[Records from a data source]
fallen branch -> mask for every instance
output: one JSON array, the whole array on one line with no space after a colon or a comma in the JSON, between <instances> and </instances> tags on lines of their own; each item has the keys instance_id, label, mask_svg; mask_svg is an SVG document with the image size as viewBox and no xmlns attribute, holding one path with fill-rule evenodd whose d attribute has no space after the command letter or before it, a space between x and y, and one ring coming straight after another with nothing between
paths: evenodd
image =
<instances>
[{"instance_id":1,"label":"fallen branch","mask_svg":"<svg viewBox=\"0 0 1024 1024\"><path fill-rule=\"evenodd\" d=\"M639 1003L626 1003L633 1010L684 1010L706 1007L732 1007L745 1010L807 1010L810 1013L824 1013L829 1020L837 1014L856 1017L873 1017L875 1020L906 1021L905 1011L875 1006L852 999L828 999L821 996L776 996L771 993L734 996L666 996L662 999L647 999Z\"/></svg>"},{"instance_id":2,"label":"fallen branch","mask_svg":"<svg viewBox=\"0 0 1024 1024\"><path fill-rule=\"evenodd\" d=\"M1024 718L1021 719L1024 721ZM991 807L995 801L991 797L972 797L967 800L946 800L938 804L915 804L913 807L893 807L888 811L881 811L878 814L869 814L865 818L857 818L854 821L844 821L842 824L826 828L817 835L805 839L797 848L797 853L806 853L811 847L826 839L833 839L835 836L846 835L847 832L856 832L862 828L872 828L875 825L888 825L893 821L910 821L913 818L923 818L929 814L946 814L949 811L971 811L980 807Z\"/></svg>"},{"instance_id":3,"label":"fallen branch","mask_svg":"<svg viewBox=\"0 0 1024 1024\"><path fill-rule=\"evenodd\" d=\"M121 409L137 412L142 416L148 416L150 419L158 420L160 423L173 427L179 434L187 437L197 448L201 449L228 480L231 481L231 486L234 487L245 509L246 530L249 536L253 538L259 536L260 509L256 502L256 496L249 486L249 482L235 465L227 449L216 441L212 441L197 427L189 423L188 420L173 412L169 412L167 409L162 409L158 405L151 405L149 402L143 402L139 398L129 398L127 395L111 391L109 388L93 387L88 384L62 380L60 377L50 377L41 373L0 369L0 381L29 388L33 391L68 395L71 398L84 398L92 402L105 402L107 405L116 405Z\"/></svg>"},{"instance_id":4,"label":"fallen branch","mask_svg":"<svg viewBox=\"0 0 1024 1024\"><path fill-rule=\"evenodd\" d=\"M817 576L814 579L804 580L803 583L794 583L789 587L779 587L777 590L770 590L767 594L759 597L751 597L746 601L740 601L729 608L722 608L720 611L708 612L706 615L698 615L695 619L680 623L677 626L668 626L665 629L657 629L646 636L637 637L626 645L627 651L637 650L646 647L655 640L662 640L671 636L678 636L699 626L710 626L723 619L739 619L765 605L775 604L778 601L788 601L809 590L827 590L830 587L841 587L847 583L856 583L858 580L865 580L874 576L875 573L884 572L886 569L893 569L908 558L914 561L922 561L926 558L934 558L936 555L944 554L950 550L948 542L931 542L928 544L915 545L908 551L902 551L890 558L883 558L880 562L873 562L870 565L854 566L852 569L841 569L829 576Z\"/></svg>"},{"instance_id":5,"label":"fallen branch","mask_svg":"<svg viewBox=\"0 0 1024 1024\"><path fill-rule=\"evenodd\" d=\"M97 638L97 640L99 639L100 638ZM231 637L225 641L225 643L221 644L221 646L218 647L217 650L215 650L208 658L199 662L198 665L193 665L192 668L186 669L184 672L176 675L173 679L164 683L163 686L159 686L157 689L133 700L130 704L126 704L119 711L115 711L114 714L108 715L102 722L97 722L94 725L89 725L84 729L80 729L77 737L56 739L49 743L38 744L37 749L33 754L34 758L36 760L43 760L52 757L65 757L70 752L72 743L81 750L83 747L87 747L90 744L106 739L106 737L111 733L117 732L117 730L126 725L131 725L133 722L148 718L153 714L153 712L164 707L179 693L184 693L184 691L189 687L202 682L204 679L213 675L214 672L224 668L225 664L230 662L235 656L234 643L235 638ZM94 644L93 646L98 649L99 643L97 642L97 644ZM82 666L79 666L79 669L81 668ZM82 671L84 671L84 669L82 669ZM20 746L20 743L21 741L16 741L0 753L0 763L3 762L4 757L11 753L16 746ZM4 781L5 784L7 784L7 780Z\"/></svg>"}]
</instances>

**TASK ITEM:**
Word for word, retype all of the entries above.

**TASK RESPONSE:**
fallen branch -> mask for every instance
output: one JSON array, the whole array on one line with no space after a colon or a comma in the JSON, between <instances> and </instances> tags on lines of their own; each item has the keys instance_id, label, mask_svg; mask_svg is an SVG document with the image size as viewBox and no xmlns attribute, holding one path with fill-rule evenodd whose d attribute has no space after the command letter or before it, a space between x and y, and one ring coming straight after another with nothing between
paths: evenodd
image =
<instances>
[{"instance_id":1,"label":"fallen branch","mask_svg":"<svg viewBox=\"0 0 1024 1024\"><path fill-rule=\"evenodd\" d=\"M639 1003L626 1003L633 1010L684 1010L706 1007L732 1007L745 1010L807 1010L810 1013L824 1013L829 1020L837 1014L856 1017L873 1017L875 1020L906 1021L905 1011L875 1006L852 999L828 999L821 996L776 996L771 993L734 996L666 996L662 999L647 999Z\"/></svg>"},{"instance_id":2,"label":"fallen branch","mask_svg":"<svg viewBox=\"0 0 1024 1024\"><path fill-rule=\"evenodd\" d=\"M1024 718L1021 719L1024 721ZM991 807L995 801L991 797L972 797L967 800L946 800L938 804L915 804L913 807L893 807L888 811L881 811L878 814L869 814L865 818L857 818L854 821L844 821L842 824L826 828L817 835L805 839L797 848L797 853L806 853L811 847L826 839L833 839L835 836L846 835L847 832L856 832L862 828L872 828L875 825L888 825L893 821L910 821L913 818L923 818L929 814L946 814L949 811L971 811L980 807Z\"/></svg>"},{"instance_id":3,"label":"fallen branch","mask_svg":"<svg viewBox=\"0 0 1024 1024\"><path fill-rule=\"evenodd\" d=\"M121 409L137 412L142 416L148 416L150 419L158 420L160 423L173 427L179 434L187 437L197 448L201 449L228 480L231 481L231 486L234 487L245 509L246 530L249 536L253 538L259 536L260 509L256 502L256 496L249 486L249 482L235 465L227 449L216 441L212 441L197 427L189 423L188 420L173 412L169 412L167 409L162 409L158 405L151 405L149 402L143 402L139 398L129 398L127 395L111 391L109 388L93 387L88 384L62 380L60 377L50 377L41 373L0 369L0 381L29 388L33 391L68 395L71 398L84 398L92 402L105 402L107 405L116 405Z\"/></svg>"},{"instance_id":4,"label":"fallen branch","mask_svg":"<svg viewBox=\"0 0 1024 1024\"><path fill-rule=\"evenodd\" d=\"M817 576L814 579L804 580L803 583L794 583L789 587L779 587L777 590L770 590L767 594L759 597L751 597L746 601L740 601L729 608L722 608L720 611L708 612L706 615L698 615L695 619L680 623L677 626L668 626L665 629L657 629L646 636L637 637L626 645L627 651L637 650L646 647L655 640L662 640L671 636L678 636L699 626L710 626L723 619L739 619L765 605L775 604L778 601L788 601L809 590L827 590L830 587L841 587L847 583L856 583L858 580L865 580L874 576L875 573L884 572L886 569L893 569L908 558L914 561L922 561L926 558L934 558L936 555L944 554L950 550L948 542L931 542L928 544L915 545L908 551L902 551L890 558L883 558L880 562L873 562L870 565L854 566L852 569L841 569L829 576Z\"/></svg>"},{"instance_id":5,"label":"fallen branch","mask_svg":"<svg viewBox=\"0 0 1024 1024\"><path fill-rule=\"evenodd\" d=\"M97 638L97 640L99 639L100 638ZM231 637L225 641L225 643L221 644L221 646L218 647L217 650L215 650L208 658L199 662L198 665L193 665L192 668L186 669L184 672L176 675L173 679L164 683L163 686L159 686L157 689L133 700L130 704L126 704L119 711L115 711L114 714L108 715L102 722L97 722L94 725L89 725L84 729L80 729L77 737L56 739L49 743L38 744L37 749L33 754L34 758L36 760L43 760L52 757L65 757L70 752L72 743L81 750L83 747L87 747L90 744L106 739L106 737L111 733L117 732L117 730L126 725L131 725L133 722L148 718L153 714L153 712L164 707L179 693L184 693L184 691L189 687L202 682L204 679L213 675L214 672L224 668L225 664L230 662L235 656L234 643L235 638ZM94 644L93 646L98 649L99 643L97 642L97 644ZM82 666L79 666L79 669L81 668ZM82 671L84 671L84 669L82 669ZM20 746L20 743L21 741L16 741L0 753L0 763L3 762L4 757L11 753L16 746ZM4 781L5 784L7 784L7 780Z\"/></svg>"}]
</instances>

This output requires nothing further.